→ **Page excerpt**
···

Along the way, the deep green trees stand silently with the expectation of the fall to come, an inner knowing of the beginning of the autumnal equinox to be, that will change them.

Near Bobo's Taxidermy, there is a fluffy tailed fox in the road which vanishes into the bushes. Beside the road there is yellow mullen, black eyed susans, wild yellow indigo. On the radio a haunting voice is singing Ave Maria from the 9-11 Memorial of last night in New York.

I pass by Belfast Plantation in Newberry County and just afterwards the Little River-Dominick Presbyterian Church established in 1761. The building is red brick with blue stained glass windows. Little River flows nearby.

I get Hwy 39 at Chapells where the Fire and Rescue is having a Barbeque today, drive over the Saluda, past the Centro Cristiano Pentecostes Vida Abundante Church (pastor: Jose Gonzales) in Saluda, listening to country music on the radio:
"He's a Heartache Waiting to Happen"

I am on the Uncle Bill Eargle Memorial Highway. A Farm has Brahmins.   Tall purple ironweed grows on the side of mowed down corn fields.  The morning glories everywhere are pink.  In the Upstate, they are usually purple, rose and sky blue. At Ridge Springs the Derrick John Deere Store has dozens of bright shining green tractors. There is a sidewalk sale today in town. There are antique stores, The Nut House pecan store, Dixie Belle Peaches.  This and the next towns are set in pecan groves, cotton fields and peach orchards. Over I-20 I am on the Old Ninety Six Indian Trail. There is the New Holland Memonite Church and I am going through  Salley, "Home of the Chitlin Strut".  After Springfield there are four or five bridges; the middle one goes over the South Fork of the Edisto River.

I hear on the radio, that people were walking on the Haje to Mecca when a crane collapsed, killing many.

···

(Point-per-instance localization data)
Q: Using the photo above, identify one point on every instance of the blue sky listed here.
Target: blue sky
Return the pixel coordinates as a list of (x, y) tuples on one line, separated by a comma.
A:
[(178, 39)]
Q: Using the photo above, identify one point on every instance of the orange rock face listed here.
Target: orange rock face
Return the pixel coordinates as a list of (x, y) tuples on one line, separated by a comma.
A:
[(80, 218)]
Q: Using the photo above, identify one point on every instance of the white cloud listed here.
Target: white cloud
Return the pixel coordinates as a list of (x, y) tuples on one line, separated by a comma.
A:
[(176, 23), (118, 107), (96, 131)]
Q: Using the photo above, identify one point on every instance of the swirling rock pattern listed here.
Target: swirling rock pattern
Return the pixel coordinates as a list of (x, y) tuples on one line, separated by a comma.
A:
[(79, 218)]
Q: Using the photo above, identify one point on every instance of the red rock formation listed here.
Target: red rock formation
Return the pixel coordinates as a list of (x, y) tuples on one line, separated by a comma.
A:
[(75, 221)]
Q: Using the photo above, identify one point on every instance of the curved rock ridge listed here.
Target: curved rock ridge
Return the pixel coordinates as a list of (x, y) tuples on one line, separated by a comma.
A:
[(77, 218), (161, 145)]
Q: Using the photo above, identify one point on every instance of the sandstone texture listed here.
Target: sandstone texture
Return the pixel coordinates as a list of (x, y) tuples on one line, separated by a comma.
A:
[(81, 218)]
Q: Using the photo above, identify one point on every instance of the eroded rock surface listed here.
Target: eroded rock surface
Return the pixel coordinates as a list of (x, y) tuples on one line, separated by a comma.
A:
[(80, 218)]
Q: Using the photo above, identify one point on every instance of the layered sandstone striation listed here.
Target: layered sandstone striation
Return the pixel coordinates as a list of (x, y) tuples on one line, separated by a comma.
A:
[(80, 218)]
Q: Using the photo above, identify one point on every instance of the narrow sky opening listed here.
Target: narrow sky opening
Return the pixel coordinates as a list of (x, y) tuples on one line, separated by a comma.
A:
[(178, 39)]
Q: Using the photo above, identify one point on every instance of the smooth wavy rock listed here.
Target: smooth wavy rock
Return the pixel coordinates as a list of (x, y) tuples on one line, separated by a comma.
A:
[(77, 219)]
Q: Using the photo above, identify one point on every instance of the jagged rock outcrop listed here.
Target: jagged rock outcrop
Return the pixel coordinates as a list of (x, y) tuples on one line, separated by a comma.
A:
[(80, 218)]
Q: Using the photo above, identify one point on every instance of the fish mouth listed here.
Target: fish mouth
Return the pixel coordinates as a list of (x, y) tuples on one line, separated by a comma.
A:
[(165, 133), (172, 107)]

···

→ **Work task**
Copy the road-trip passage again, starting with "Along the way, the" and going on through "River flows nearby.", but switch "fox" to "rabbit".

→ **Completed task**
Along the way, the deep green trees stand silently with the expectation of the fall to come, an inner knowing of the beginning of the autumnal equinox to be, that will change them.

Near Bobo's Taxidermy, there is a fluffy tailed rabbit in the road which vanishes into the bushes. Beside the road there is yellow mullen, black eyed susans, wild yellow indigo. On the radio a haunting voice is singing Ave Maria from the 9-11 Memorial of last night in New York.

I pass by Belfast Plantation in Newberry County and just afterwards the Little River-Dominick Presbyterian Church established in 1761. The building is red brick with blue stained glass windows. Little River flows nearby.